Runner's Knee: Revisited

Hello Guys & Gals,

Whatever you want to call it: runner’s knee, PFPS, chondromalacia, etc., I have been dealing with it since last fall. Have seen the orthopede, the PT, reads gobs of online information (a lot of it seems contradictory in terms of causes and solutions).

I am looking for feedback from those who have have suffered or do suffer from this frustrating condition. Tell me what greatest single thing-above all the lore out there-seemed to help you the most (e.g., a particular exercise, a particular stretch, running form, etc.).

Thanks for the responses!

G

I’m replying having not had runner’s knee, but instead about 4 years of dealing with ITBS.

ITBS is similar in terms of reading information online, so many conflicting things.

So this year, determined to get rid of this damned issue, i decided to simply try to get the strongest, and loosest legs/hips/calves/glutes/hamstrings that I possibly could. Dedicated myself to it. Squats, leg press, hamstring curls, side leg lifts, band walking, straight leg deadlifts for hamstring and tons of sitting on lacrosse balls and rolling my glutes/hips deep into my butt, etc (basic foam roller did nothing compared to this). Twice a week at the gym with a heavy swim focus early on.

While doing this, started mileage over from nothing. Run 1 minute walk 5 minutes for a total of 15 minutes week 1 (January). By february I would jog 5k. Feb-Mar-Apr (12 weeks) increased my long run by 1.5k each week and got it up to 20k-ish.

Today, running 30k long runs, zero ITBS issues for the first time. I still do all the weight work once a week, have not missed a single week.

So my answer is… everyone will give you different answers based on their own experiences – why not just do everything.

What is being asked: Copy the runner's knee post, beginning at the words "I am looking" and stopping after "for the responses!", but change "frustrating" to "stubborn". The rows aren't needed here.

Supplied information:
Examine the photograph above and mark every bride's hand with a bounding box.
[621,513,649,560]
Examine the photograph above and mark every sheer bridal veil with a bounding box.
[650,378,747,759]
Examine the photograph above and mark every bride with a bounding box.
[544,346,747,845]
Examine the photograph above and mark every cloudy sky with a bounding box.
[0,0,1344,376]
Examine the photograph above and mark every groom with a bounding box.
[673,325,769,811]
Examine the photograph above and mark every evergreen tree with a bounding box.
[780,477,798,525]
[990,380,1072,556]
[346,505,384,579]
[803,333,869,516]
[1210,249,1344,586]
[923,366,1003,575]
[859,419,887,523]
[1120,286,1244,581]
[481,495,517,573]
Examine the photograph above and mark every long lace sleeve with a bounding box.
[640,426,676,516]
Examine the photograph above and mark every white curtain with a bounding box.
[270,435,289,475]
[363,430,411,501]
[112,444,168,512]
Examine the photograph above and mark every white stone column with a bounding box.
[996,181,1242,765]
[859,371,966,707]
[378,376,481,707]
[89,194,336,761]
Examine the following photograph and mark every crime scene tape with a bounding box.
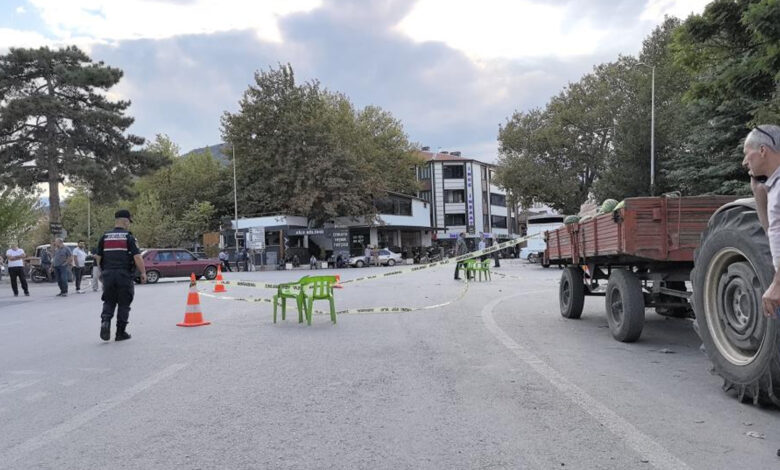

Result of the exercise:
I am looking for feedback from those who have have suffered or do suffer from this stubborn condition. Tell me what greatest single thing-above all the lore out there-seemed to help you the most (e.g., a particular exercise, a particular stretch, running form, etc.).

Thanks for the responses!